* **Problem to solve**
In the records below, find the line with "Labeling rule: each instance of the asphalt" and the line with "Labeling rule: each instance of the green"; return exactly those lines and every line between them.

* **Exercise data**
++++++++++
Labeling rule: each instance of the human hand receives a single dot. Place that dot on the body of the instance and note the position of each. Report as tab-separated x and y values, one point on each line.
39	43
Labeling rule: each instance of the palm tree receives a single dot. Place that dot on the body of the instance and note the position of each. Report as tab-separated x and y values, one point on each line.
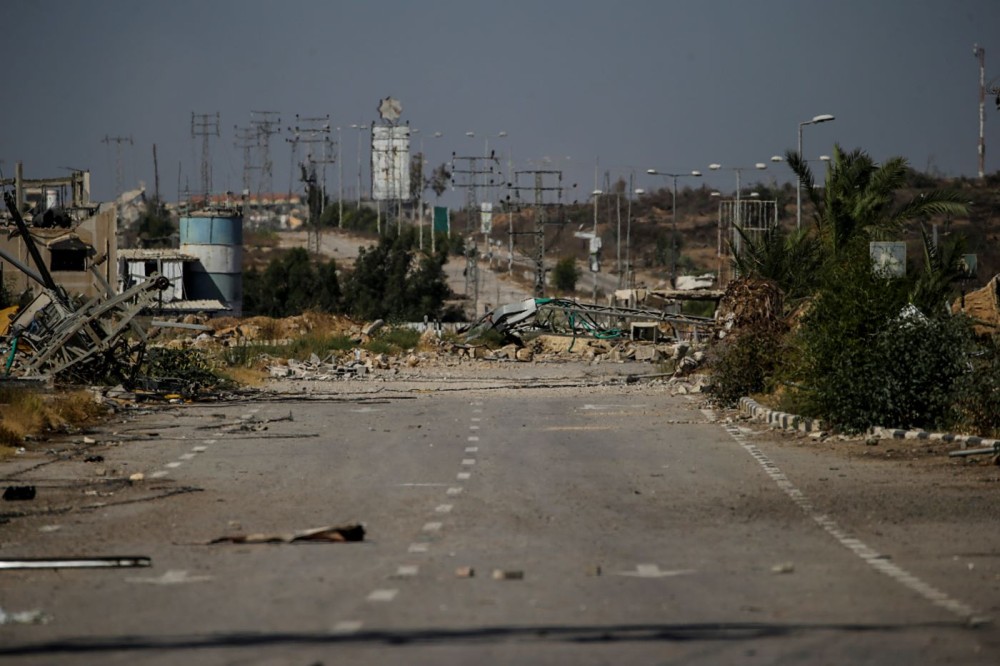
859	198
++++++++++
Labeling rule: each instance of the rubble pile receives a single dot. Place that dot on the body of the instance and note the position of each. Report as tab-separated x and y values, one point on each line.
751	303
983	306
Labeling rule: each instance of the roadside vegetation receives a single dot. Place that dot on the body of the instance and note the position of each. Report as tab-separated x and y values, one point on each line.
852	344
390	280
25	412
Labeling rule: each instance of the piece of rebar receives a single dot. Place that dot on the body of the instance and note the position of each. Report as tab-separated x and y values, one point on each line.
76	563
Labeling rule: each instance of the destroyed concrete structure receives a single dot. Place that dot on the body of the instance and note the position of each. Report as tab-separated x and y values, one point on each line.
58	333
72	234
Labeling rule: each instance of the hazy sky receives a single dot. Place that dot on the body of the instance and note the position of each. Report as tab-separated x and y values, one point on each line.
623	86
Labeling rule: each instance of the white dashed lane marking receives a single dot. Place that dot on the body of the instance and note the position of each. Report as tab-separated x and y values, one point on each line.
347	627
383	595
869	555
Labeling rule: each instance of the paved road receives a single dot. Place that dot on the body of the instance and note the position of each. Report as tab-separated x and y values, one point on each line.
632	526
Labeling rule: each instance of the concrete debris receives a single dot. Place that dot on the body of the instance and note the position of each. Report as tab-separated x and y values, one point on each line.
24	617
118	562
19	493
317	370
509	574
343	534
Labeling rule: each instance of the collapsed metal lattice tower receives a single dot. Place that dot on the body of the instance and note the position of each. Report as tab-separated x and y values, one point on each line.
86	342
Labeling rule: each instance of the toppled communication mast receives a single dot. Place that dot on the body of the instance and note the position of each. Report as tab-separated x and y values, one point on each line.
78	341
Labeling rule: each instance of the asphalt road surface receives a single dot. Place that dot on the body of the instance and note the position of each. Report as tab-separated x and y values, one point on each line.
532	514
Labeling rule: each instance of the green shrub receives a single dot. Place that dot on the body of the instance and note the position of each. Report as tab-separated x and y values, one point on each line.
++++++++++
* **Response**
Labeling rule: each instance of the asphalt road surface receives a single dot. Place that dot on the body of the instance and note the position of each. Report as tab-separated x and y values, one point on each line.
532	514
Labeling rule: each instance of the green shrub receives a single dot. Place that dot on the body of the instance and note the position of each. Report as tab-separated x and y values, one point on each line.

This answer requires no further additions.